TASK GOAL – Update the lines from the first one through the line that contains "positive clicks: (621, 687)", changing "rough mask" to "coarse mask" and leaving everything else as it is.

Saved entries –

--- --- ---

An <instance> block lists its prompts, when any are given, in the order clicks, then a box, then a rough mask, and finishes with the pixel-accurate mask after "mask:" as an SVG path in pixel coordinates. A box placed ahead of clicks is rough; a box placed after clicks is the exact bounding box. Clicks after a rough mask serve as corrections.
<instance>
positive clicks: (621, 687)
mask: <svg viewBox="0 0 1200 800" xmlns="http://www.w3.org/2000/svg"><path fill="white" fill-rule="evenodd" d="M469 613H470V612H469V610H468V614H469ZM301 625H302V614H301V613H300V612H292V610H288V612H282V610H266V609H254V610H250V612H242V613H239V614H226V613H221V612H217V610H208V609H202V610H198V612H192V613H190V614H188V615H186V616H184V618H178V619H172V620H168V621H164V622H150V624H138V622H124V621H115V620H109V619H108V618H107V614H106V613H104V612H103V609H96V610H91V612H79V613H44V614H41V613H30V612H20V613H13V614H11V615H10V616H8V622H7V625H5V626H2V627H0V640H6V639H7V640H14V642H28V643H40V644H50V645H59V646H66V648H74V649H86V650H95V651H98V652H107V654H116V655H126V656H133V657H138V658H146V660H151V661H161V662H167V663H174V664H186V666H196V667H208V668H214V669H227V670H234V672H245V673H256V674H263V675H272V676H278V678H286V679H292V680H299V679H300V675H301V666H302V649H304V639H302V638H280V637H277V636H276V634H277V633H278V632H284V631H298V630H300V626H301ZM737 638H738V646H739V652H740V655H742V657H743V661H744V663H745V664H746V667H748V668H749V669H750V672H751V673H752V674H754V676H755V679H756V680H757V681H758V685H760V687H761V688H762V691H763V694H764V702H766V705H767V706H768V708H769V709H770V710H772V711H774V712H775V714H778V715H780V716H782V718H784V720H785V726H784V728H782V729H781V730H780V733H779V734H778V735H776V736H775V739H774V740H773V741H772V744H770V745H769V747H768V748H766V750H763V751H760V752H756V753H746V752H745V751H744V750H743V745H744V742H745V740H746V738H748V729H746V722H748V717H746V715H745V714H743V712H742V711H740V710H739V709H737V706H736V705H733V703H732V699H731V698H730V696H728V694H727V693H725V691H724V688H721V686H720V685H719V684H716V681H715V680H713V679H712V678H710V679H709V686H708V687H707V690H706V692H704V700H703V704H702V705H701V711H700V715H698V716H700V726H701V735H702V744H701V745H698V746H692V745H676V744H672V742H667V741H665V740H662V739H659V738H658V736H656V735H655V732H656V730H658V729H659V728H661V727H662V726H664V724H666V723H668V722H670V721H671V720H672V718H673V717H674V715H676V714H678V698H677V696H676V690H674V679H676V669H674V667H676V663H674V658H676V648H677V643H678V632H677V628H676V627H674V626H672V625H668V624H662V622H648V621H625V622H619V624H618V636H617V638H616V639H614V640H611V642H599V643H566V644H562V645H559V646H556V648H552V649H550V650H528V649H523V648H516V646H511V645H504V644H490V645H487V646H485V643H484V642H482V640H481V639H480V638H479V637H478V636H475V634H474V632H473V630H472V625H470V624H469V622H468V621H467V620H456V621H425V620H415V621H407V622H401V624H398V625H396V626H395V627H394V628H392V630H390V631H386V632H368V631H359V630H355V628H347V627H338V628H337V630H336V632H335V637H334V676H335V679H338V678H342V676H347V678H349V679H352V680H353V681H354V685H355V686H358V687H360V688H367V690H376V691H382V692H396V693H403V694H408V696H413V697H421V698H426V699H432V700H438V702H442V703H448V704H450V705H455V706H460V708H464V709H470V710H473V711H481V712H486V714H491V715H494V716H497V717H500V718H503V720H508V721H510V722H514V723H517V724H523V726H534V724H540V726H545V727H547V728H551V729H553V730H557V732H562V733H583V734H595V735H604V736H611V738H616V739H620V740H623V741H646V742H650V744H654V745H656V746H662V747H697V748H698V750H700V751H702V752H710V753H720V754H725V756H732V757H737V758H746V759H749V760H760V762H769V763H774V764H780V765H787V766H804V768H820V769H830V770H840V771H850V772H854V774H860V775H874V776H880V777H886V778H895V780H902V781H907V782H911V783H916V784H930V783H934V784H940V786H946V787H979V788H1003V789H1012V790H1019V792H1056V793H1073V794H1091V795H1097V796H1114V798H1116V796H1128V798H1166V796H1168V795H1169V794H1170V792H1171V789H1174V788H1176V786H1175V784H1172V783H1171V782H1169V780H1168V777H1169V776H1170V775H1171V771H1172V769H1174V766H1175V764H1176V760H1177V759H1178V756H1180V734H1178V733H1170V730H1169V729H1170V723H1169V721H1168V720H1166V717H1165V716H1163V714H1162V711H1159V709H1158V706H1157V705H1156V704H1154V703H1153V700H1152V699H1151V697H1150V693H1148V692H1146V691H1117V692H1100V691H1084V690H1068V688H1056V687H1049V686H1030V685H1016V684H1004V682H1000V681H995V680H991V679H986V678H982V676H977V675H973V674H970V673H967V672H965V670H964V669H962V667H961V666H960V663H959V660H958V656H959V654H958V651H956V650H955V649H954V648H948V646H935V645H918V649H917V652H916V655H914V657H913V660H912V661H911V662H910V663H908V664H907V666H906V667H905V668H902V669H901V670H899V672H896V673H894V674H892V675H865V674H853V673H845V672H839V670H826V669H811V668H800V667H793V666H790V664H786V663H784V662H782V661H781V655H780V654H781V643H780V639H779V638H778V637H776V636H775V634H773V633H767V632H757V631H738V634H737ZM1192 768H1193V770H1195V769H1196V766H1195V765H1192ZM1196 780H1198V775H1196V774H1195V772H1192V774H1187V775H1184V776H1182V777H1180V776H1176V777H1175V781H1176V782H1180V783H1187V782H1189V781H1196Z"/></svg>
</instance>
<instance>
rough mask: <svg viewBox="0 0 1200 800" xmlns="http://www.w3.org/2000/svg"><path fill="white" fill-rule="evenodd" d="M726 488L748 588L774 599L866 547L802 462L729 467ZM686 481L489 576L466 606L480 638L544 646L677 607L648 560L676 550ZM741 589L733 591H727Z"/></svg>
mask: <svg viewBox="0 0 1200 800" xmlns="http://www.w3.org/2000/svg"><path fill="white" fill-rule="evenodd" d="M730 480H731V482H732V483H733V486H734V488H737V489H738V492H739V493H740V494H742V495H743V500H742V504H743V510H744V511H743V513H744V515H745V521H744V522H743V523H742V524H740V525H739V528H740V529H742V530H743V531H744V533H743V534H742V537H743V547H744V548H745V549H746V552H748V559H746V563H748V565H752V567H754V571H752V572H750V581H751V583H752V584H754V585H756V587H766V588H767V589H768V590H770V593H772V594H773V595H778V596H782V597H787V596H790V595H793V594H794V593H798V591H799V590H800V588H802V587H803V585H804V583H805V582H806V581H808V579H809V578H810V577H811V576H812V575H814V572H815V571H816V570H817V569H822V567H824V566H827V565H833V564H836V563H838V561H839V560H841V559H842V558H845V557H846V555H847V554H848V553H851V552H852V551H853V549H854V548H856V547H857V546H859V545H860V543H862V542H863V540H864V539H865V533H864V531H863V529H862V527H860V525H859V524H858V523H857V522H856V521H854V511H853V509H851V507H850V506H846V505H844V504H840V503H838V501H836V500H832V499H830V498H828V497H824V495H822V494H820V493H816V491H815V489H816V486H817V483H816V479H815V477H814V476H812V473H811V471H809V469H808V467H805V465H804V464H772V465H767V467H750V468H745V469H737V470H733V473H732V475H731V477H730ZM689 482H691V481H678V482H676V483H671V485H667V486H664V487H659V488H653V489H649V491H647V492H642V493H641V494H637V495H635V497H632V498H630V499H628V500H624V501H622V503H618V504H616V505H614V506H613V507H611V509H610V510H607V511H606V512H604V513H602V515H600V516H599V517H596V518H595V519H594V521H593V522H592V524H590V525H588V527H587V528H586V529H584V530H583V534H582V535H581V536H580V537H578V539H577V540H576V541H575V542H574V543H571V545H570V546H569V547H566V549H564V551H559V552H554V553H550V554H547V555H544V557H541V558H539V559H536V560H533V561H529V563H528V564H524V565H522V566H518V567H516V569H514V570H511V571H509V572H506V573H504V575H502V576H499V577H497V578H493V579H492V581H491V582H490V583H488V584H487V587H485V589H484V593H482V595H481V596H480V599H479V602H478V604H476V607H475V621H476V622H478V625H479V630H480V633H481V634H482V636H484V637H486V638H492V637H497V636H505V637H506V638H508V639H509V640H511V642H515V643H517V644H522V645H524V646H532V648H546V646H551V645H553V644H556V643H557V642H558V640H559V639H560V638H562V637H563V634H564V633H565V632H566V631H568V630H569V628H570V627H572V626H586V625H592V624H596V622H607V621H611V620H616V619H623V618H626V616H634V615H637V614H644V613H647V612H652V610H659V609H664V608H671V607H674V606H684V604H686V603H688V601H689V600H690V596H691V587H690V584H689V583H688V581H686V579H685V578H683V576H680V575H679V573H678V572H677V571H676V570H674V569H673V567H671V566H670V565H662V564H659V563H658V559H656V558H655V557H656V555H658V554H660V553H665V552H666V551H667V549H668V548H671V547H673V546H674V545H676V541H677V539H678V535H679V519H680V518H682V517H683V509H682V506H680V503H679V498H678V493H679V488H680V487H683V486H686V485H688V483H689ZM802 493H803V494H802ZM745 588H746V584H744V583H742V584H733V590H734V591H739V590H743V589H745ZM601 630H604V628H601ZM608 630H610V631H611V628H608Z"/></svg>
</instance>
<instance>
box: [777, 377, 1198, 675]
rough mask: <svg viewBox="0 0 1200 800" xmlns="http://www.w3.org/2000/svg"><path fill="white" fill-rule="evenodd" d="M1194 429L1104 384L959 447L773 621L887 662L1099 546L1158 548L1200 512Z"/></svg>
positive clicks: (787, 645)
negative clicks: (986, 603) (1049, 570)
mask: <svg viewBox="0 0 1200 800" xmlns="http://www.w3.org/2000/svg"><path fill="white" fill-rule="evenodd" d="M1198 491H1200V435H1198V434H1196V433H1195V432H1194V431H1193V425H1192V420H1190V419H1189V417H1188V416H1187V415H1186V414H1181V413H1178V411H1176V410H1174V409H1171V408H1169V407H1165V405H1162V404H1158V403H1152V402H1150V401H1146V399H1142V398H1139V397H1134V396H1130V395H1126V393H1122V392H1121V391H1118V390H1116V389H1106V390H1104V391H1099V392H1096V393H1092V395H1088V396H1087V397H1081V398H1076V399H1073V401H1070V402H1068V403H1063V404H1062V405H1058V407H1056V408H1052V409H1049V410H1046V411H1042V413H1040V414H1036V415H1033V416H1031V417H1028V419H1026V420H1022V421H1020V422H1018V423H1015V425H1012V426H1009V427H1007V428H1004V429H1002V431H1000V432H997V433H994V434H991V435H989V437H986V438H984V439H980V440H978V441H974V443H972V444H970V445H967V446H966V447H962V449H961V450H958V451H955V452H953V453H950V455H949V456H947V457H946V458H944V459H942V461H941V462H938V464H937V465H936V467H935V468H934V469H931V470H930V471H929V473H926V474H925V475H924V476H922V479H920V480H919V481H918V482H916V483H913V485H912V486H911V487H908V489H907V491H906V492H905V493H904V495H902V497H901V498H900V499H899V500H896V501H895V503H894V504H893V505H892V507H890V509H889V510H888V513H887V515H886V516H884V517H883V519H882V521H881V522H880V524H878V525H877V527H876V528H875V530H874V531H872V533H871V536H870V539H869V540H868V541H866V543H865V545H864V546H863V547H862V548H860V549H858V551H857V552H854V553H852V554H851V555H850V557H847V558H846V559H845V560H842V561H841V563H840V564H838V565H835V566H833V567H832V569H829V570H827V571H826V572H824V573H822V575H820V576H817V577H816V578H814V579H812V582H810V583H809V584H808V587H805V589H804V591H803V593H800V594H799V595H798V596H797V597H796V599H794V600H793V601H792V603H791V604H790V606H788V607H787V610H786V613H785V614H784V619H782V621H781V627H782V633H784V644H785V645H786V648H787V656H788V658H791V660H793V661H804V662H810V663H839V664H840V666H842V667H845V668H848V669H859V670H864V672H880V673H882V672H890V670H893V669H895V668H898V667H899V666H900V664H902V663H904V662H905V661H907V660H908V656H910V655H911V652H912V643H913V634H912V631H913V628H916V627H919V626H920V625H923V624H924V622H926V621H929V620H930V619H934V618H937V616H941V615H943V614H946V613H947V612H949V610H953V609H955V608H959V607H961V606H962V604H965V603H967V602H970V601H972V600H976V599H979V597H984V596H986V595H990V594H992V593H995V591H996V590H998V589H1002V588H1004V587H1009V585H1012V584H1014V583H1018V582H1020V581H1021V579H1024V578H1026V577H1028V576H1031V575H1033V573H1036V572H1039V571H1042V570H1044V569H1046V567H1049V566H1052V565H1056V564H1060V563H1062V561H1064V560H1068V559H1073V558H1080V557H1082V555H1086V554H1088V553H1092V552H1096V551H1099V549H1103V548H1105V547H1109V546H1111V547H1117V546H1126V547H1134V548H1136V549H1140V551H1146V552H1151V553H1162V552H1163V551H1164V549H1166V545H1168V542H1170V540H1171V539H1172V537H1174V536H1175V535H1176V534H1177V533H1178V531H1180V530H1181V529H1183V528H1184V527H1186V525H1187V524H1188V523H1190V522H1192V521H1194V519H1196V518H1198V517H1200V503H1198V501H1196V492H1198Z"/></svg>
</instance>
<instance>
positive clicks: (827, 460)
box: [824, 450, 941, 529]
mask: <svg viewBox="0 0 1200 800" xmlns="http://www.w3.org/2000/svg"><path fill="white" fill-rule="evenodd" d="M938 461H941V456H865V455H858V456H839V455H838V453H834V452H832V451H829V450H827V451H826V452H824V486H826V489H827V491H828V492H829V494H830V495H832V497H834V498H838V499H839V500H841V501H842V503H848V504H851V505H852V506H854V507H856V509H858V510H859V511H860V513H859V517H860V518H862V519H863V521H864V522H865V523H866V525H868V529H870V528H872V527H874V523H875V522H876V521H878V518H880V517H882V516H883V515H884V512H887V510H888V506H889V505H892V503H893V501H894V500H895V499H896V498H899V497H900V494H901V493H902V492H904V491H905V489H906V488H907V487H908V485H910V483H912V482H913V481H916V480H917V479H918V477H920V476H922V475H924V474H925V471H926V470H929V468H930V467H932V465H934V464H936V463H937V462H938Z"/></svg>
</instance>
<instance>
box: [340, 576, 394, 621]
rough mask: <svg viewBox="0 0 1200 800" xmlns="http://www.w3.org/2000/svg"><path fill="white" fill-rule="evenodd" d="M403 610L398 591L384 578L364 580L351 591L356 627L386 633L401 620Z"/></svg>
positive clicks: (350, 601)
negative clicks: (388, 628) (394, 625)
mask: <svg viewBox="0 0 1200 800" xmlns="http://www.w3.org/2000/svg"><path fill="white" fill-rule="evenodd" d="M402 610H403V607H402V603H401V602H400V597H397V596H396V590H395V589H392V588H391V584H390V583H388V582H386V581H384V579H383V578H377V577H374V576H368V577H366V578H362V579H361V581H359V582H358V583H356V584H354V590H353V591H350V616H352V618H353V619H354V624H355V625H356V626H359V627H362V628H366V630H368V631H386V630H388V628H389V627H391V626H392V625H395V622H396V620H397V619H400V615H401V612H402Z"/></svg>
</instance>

--- --- ---

ANSWER TO THIS EXERCISE –
An <instance> block lists its prompts, when any are given, in the order clicks, then a box, then a coarse mask, and finishes with the pixel-accurate mask after "mask:" as an SVG path in pixel coordinates. A box placed ahead of clicks is rough; a box placed after clicks is the exact bounding box. Clicks after a coarse mask serve as corrections.
<instance>
positive clicks: (621, 687)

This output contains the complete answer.